# Exercises to complete:
1. List every organization or official body named in the news text on North Korea's threats below.
2. Write a continuation of the news text on North Korea's threats, starting after its final sentence.

# Study text:

North Korea had many times said it was nullifying the Korean War Armistice that stopped, but did not officially end, the three-year war. When it wanted to raise tensions in the past, it had also cut off, and later restored, the military hot line that the American-led United Nations Command maintained with North Korea through the truce village of Panmunjom north of the South Korean capital, Seoul, to help avoid armed conflicts on the divided peninsula.
North Korea’s latest threats came as the United Nations Security Council was about to consider a new sanctions resolution, and five days after the United States and South Korea began their annual joint military exercises. North Korea has always denounced such drills as rehearsals for invasion, and its military started its own drills, with its leader Kim Jong-un visiting military units and its government exhorting the North Koreans to stay on a war footing.
“As we have already declared, we will take second and third countermeasures of greater intensity against the reckless hostilities of the United States and all the other enemies,” the supreme command of the North’s Korean People’s Army said in a statement carried by the country’s state-run Korean Central News Agency. “They had better heed our warning.”
North Korea has also vowed to take unspecified retaliatory steps if the Security Council imposed more sanctions against the country for its third nuclear test on Feb. 12, and its latest warning amplified on such threats.
“Now that the U.S. imperialists seek to attack the DPRK with nuclear weapons, it will counter them with diversified precision nuclear strike means of Korean style,” the North Korean statement said, using the acronym of the North’s official name, the Democratic People’s Republic of Korea. “The army and people of the DPRK have everything including lighter and smaller nukes unlike what they had in the past.”
When it announced its third nuclear test last month, North Korea said it had tested a “miniaturized and lighter” atomic bomb that could theoretically be used atop missiles, although South Korean and American officials said North Korea would need much more time to reach such a goal.

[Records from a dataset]
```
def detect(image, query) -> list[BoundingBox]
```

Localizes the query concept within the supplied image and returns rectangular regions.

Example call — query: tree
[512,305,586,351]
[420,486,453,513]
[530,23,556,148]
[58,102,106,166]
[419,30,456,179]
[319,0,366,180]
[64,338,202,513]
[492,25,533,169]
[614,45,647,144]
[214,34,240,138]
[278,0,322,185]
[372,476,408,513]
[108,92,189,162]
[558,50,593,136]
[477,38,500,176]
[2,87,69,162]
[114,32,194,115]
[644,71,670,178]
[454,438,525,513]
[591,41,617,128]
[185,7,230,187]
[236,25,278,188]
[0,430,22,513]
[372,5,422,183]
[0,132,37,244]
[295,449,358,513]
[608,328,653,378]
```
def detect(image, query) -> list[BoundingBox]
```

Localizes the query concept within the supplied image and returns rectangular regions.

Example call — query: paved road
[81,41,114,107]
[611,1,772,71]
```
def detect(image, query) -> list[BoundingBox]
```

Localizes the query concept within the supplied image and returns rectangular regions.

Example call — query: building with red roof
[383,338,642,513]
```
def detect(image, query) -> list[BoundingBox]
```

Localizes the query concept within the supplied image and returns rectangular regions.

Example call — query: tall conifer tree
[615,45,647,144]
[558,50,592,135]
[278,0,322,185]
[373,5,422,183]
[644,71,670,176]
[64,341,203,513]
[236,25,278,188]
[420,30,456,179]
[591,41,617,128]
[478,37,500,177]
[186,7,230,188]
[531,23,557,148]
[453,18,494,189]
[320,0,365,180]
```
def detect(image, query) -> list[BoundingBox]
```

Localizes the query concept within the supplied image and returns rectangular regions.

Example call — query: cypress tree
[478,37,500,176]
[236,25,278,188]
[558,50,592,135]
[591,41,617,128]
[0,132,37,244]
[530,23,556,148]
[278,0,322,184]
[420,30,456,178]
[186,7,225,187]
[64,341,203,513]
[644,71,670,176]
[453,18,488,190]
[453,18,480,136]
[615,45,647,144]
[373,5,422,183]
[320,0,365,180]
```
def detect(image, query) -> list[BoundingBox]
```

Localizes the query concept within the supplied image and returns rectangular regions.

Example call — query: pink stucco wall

# Written responses:
1.
United Nations Command
United Nations Security Council
Korean People's Army
Korean Central News Agency

2.
North Korea also said its nuclear arsenal had become “diversified” — a comment some analysts called an indication that North Korea had begun building uranium-fueled bombs in addition to its limited stockpile of plutonium weapons.
Still, its threats to attack the United States with nuclear weapons are still seen by diplomats and North Korean experts largely as propagandistic bluster.
The Korean Peninsula remains technically at war because the conflict stopped without a peace treaty.
The United States, which fought on South Korea’s side during the war, still keeps 28,500 troops in South Korea.
North Korea has long sought to undermine the armistice to create tensions and force the United States to negotiate a peace treaty with it. Washington and Seoul suspect that North Korea would use such peace talks with the United States to sideline South Korea and try to negotiate the withdrawal of American troops from the South.
When the Security Council adopted the last resolution to punish North Korea for its Dec. 12 launching of a long-range rocket, North Korea said there would be no more talks on denuclearizing the Korean Peninsula but it was open to talks on "guaranteeing peace and stability on the peninsula.”
In 1994, calling for a peace treaty to replace the truce, North Korea unilaterally shut down the Korean War Armistice Commission at Panmunjom, which was established to help enforce the truce. The North has since stationed a representative of its military as its contact point at the border village.
On Tuesday, North Korea also said its representative, a North Korean army general, will suspend his duty.